■ WORK INSTRUCTION:
An exact, complete copy of the entries is what is needed.

[Records from a data source]
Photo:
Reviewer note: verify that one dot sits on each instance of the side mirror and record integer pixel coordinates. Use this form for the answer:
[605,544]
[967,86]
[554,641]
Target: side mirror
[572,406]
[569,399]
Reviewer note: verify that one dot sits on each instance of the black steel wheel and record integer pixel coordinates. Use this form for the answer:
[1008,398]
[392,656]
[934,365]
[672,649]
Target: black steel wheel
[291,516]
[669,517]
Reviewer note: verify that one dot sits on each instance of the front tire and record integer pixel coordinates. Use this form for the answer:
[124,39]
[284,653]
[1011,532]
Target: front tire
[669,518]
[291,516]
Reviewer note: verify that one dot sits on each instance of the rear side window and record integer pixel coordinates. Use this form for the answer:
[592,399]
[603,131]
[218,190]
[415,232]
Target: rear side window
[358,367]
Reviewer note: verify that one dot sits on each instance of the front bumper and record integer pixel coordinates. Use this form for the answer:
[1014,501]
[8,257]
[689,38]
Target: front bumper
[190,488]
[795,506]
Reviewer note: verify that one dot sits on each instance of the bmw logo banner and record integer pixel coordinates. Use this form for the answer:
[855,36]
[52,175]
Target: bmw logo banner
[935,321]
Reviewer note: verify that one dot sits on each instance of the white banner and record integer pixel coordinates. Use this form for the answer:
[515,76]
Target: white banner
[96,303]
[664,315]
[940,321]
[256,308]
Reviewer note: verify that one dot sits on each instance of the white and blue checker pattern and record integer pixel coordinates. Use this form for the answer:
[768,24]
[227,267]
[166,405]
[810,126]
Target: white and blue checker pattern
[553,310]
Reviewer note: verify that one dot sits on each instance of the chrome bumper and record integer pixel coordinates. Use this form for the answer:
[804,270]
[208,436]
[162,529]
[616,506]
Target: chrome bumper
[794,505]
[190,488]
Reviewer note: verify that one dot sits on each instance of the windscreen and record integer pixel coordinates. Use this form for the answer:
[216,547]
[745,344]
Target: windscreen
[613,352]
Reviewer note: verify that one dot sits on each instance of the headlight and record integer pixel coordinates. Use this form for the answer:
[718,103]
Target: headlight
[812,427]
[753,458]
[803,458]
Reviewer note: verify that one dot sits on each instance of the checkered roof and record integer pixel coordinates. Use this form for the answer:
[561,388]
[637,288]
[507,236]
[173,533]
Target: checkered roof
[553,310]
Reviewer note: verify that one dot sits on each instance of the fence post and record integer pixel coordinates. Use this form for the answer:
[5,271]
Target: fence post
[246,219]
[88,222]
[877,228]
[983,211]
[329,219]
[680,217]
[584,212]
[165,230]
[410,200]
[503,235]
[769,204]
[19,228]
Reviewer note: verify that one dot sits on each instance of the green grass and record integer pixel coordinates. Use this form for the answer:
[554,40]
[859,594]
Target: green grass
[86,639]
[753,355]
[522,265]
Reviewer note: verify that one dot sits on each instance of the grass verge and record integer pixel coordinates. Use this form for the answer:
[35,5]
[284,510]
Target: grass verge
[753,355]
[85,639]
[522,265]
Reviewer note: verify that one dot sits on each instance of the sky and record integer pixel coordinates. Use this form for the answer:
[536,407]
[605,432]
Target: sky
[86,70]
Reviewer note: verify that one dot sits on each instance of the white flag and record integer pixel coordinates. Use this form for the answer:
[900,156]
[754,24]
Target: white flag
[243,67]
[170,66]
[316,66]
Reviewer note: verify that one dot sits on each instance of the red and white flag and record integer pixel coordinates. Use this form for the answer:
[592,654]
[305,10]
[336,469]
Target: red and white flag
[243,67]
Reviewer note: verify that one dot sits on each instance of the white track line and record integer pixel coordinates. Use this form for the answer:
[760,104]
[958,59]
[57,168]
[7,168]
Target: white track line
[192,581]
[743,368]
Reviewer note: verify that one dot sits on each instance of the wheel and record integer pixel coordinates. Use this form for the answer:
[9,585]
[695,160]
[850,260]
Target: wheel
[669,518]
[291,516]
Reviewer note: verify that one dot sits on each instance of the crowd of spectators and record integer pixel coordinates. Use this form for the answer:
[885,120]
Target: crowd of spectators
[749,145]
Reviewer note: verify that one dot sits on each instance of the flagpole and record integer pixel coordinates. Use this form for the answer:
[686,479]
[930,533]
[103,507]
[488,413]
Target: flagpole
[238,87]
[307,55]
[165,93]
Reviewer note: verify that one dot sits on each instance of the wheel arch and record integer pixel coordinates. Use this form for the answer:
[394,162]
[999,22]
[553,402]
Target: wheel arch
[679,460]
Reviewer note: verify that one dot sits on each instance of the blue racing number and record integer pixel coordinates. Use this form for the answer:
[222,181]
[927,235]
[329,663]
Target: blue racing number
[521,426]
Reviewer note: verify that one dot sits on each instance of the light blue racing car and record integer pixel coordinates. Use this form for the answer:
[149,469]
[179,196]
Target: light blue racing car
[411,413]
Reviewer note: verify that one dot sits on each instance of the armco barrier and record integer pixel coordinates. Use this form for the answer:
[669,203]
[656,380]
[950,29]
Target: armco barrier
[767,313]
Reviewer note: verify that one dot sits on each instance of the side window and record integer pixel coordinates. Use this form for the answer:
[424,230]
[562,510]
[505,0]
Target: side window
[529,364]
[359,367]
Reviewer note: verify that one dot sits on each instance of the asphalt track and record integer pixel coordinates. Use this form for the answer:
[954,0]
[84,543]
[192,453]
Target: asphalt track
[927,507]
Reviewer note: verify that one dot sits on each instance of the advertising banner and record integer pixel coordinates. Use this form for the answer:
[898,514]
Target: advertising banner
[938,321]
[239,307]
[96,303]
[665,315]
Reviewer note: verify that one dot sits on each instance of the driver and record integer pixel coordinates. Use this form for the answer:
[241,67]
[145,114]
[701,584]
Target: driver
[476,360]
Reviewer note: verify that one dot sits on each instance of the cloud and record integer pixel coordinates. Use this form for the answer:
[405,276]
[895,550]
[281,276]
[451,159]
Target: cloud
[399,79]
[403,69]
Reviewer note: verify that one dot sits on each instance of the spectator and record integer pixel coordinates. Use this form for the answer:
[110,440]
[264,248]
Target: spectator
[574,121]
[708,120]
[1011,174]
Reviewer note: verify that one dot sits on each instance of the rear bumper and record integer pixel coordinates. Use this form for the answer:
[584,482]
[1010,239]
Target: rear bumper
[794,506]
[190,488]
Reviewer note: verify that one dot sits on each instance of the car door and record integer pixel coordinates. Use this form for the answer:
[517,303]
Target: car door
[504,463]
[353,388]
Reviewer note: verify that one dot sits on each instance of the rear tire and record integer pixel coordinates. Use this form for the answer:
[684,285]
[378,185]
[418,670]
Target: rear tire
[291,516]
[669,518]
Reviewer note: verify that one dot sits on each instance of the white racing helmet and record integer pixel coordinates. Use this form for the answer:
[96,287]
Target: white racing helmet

■ FINAL ANSWER:
Photo:
Reviewer note: verify that one dot sits on each instance of the side mirror and record integer pixel coordinates. Use this form for the answer:
[605,544]
[967,86]
[554,641]
Target: side mirror
[572,406]
[569,399]
Reviewer note: verify that one dot sits on each instance of the black steel wheel and record integer pixel coordinates. Use this form for the answer:
[1008,398]
[392,656]
[934,365]
[672,649]
Target: black steel wheel
[291,516]
[669,517]
Reviewer note: verify that one dot sits on each instance of the front tire and record integer pixel coordinates. Use this form for the answer:
[124,39]
[284,653]
[1011,532]
Target: front tire
[669,518]
[291,516]
Reviewer note: verify that one dot sits on each instance of the rear side window and record integer pixel coordinates. Use this form for the answer:
[592,399]
[603,131]
[218,190]
[415,232]
Target: rear side window
[358,367]
Reviewer note: verify that one dot sits on each instance of the front bumper and record integer pixel coordinates. Use this form for the answer:
[1014,501]
[8,257]
[689,38]
Target: front bumper
[190,488]
[795,506]
Reviewer note: verify that one dot sits on each instance of the bmw logo banner and record integer pixel coordinates. Use this form for the answer:
[855,36]
[52,175]
Target: bmw logo banner
[935,321]
Reviewer note: verify that one dot sits on each instance of the white banner and record integer pixel coordinates. Use this form for the answer:
[515,76]
Target: white banner
[96,303]
[664,315]
[940,321]
[256,308]
Reviewer note: verify that one dot sits on each instance of the white and blue checker pattern and record integer pixel coordinates. Use this form for the answer:
[768,24]
[227,267]
[166,405]
[810,126]
Target: white and blue checker pattern
[553,310]
Reviewer note: verify that one dot sits on each instance of the chrome bumper and record integer pixel coordinates. Use this form for the answer:
[804,270]
[208,436]
[162,529]
[616,506]
Target: chrome bumper
[794,505]
[190,488]
Reviewer note: verify that one dot sits on each instance of the windscreen and record integer pixel coordinates. Use this form for the answer:
[216,547]
[745,344]
Target: windscreen
[613,352]
Reviewer note: verify that one dot sits on each instance of the headlight and record integer pixel coordinates. Use this form for the answer:
[718,103]
Target: headlight
[812,427]
[753,458]
[803,458]
Reviewer note: verify that one dot sits on each instance of the checkered roof and record integer pixel coordinates. Use this form for the answer:
[561,388]
[637,288]
[507,236]
[173,533]
Target: checkered roof
[553,310]
Reviewer note: verify that one dot sits on each instance of the fence post and record integer pixel coordinates. Use this form for the answer:
[5,271]
Target: fence post
[246,219]
[88,222]
[877,228]
[983,211]
[329,219]
[680,217]
[584,212]
[165,230]
[410,200]
[503,235]
[769,204]
[19,228]
Reviewer note: verify that one dot sits on each instance of the green grass and record integer pixel coordinates. Use this form for the answer:
[554,40]
[859,594]
Target: green grass
[86,639]
[753,355]
[522,265]
Reviewer note: verify that one dot sits on each instance of the grass verge and record integer pixel coordinates. Use this form for the answer:
[35,5]
[284,510]
Target: grass verge
[753,355]
[85,639]
[522,265]
Reviewer note: verify that one dot sits on each instance of the sky and record integer pixel coordinates. Use this form for the answer:
[536,407]
[605,432]
Target: sky
[86,70]
Reviewer note: verify that one dot sits on each instance of the white flag and record integer pixel coordinates. Use this form for the answer:
[900,156]
[754,24]
Target: white flag
[243,67]
[170,66]
[316,66]
Reviewer note: verify that one dot sits on each instance of the red and white flag and record integer pixel coordinates. Use this form for the answer:
[592,654]
[305,10]
[336,469]
Target: red and white flag
[243,67]
Reviewer note: verify that one dot sits on each instance of the white track line and record integer pixel coordinates. Use this form for the answer:
[760,104]
[958,59]
[57,168]
[7,168]
Target: white track line
[192,581]
[743,368]
Reviewer note: verify that one dot sits on each instance of the wheel and record integer pixel coordinates. Use this form for the answer:
[9,585]
[695,160]
[850,260]
Target: wheel
[669,518]
[291,516]
Reviewer note: verify that one dot sits on each instance of the crowd of spectators and record integer pixel coordinates. Use this form for the answer:
[885,120]
Target: crowd of spectators
[749,145]
Reviewer note: verify that one dot sits on each instance of the flagpole and record integer pixel coordinates. Use this form for the answer:
[686,479]
[930,533]
[103,507]
[488,413]
Target: flagpole
[238,87]
[307,55]
[165,93]
Reviewer note: verify that one dot sits on each instance of the wheel arch and record integer pixel coordinates. Use this form for the answer:
[394,162]
[999,22]
[553,402]
Target: wheel arch
[679,460]
Reviewer note: verify that one dot sits on each instance of the blue racing number and record integer pixel coordinates. Use this form for the answer:
[222,181]
[927,235]
[329,663]
Target: blue racing number
[521,426]
Reviewer note: verify that one dot sits on each instance of the light blue racing car and record integer pixel coordinates. Use this form for the answer:
[149,469]
[179,196]
Target: light blue racing car
[411,413]
Reviewer note: verify that one dot sits on each instance of the armco barrier and record integer pixel coordinates. Use this form for the answer:
[669,203]
[656,380]
[950,29]
Target: armco barrier
[767,313]
Reviewer note: verify that one dot sits on each instance of the side window and record integer pixel coordinates. Use this form for the answer:
[424,230]
[562,510]
[505,0]
Target: side window
[529,364]
[359,367]
Reviewer note: verify that one dot sits on each instance of the asphalt track and record integer pixel coordinates. Use this form for the answer:
[954,0]
[84,543]
[192,453]
Target: asphalt track
[927,507]
Reviewer note: verify that one dot sits on each instance of the advertising banner and record integer pixel coordinates. Use this form for the answer:
[898,514]
Target: advertising banner
[938,321]
[239,307]
[96,303]
[665,315]
Reviewer note: verify that one dot sits on each instance of the driver and record integer pixel coordinates. Use this form for the answer:
[241,67]
[145,114]
[701,584]
Target: driver
[476,360]
Reviewer note: verify that one dot sits on each instance of the cloud and record integer pixel coordinates. Use this form for the answer:
[405,276]
[895,550]
[281,276]
[451,159]
Target: cloud
[399,79]
[403,69]
Reviewer note: verify that one dot sits on each instance of the spectator and record integer pixel coordinates. Use this form for the answer:
[110,440]
[264,248]
Target: spectator
[574,121]
[708,120]
[1011,174]
Reviewer note: verify that one dot sits on each instance of the rear bumper and record integer pixel coordinates. Use this form for the answer:
[584,482]
[1010,239]
Target: rear bumper
[794,506]
[190,488]
Reviewer note: verify that one dot sits on each instance of the car door and record integer pixel coordinates. Use this form for the answer:
[517,303]
Target: car door
[504,463]
[353,388]
Reviewer note: verify that one dot sits on each instance of the rear tire and record integer pixel coordinates. Use this form for the answer:
[684,285]
[378,185]
[418,670]
Target: rear tire
[291,516]
[669,518]
Reviewer note: verify that one dot sits on each instance of the white racing helmet and record integer pixel coordinates. Use this form for the answer:
[96,287]
Target: white racing helmet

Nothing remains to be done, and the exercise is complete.